--- START ---

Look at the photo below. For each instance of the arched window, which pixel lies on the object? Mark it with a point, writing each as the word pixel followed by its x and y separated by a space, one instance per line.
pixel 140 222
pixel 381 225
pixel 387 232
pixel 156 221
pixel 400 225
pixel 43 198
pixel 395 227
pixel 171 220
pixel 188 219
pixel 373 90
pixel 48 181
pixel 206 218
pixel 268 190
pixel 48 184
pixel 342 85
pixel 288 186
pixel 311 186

--- END ---
--- START ---

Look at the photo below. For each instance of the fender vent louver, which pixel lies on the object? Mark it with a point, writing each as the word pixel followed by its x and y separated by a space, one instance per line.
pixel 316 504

--- END ---
--- START ---

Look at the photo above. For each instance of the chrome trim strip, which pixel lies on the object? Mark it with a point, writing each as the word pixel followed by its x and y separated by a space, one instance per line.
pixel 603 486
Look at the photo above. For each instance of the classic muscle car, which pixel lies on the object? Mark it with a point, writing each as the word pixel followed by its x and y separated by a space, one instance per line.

--- END ---

:: YOUR OBJECTIVE ::
Looking back over the data above, restate word for word the lines that begin at the line with "Look at the photo above. For each instance of the chrome" and end at the line with "Look at the photo above. For each instance of the classic", inclusive.

:: TASK RESULT ::
Look at the photo above. For each instance of the chrome trim strip, which pixel lies on the object? Mark it with a point, writing each as the word pixel followed by its x and y separated by a space, one instance per line.
pixel 603 486
Look at the photo above. For each instance of the classic muscle car, which pixel lies on the object? Mark it with a point, writing each as the word pixel followed by its x and y separated by a space, one instance per line.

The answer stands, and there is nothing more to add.